** START Quoted passage **

This is a very nice question. There is indeed a simple way to see that a non-abelian theory will be of shorter range than an abelian one.

The action of a gauge theory, generically contains terms of the form $ Tr[F F] $ or $ Tr[F \star F] $, where $ F $ is the curvature or field strength of the gauge connection. For an abelian connection $A_\mu$, the field strength is of the form:

$$ F_{\mu\nu} = \partial_{[\mu}A_{\nu]} $$

where the $ [ \dots ] $ represents antisymmetrization over the indices within the brackets.

Consequently the $F^2$ type terms in the action are of the form:

$$ F^2 \sim (\partial A) (\partial A) $$

For a non-abelian connection $A_\mu^I$, where $I$ is now an index in the lie algebra of some non-abelian group, we have:

$$ F^I_{\mu\nu} = \partial_{[\mu}A^I_{\nu]} + f^I_{JK}[A^J_\mu,A^K_\nu] $$

where $ f_{IJK} $ are the structure constants of the group in question.

** END Quoted passage **

Set task:
In the passage on gauge theories, what does f_{IJK} stand for? The entries that come next have nothing to do with the passage on gauge theories.

** START Listing **

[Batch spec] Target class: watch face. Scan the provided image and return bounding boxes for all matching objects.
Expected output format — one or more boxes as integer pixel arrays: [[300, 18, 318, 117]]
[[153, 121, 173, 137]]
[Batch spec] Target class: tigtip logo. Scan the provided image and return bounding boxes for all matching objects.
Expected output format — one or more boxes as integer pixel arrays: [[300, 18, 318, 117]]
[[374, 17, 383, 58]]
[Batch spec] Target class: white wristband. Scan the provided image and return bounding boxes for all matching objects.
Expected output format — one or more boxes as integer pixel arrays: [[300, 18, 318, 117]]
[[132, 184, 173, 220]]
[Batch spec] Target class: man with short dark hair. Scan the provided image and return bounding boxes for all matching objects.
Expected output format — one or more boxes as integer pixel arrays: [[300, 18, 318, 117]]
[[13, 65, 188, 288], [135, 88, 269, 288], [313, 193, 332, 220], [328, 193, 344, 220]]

** END Listing **
** START Listing **

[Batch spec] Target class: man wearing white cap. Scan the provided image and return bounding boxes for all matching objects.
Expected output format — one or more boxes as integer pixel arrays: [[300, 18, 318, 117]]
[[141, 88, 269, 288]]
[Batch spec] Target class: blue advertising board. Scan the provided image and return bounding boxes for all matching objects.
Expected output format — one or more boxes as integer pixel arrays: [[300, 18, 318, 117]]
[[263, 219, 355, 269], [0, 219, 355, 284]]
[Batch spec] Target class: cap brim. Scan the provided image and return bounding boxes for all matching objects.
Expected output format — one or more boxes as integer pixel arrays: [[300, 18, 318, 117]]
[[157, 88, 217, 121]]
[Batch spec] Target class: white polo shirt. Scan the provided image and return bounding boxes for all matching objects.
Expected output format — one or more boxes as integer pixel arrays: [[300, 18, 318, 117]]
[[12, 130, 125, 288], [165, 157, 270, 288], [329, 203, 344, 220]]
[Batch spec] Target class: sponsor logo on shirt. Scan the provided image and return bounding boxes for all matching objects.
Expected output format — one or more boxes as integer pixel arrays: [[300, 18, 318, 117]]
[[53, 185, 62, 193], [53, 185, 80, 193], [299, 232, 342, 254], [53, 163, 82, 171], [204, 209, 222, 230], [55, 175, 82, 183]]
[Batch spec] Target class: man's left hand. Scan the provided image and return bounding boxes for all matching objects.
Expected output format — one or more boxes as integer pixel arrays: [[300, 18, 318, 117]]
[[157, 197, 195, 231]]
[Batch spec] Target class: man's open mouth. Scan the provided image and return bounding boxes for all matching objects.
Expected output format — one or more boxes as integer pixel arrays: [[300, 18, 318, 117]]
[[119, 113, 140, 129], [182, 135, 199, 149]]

** END Listing **
** START Listing **

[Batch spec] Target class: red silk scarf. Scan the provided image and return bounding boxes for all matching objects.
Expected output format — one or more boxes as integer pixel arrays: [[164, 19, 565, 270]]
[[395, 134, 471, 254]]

** END Listing **

Answer to this exercise:
The structure constants of the group in question.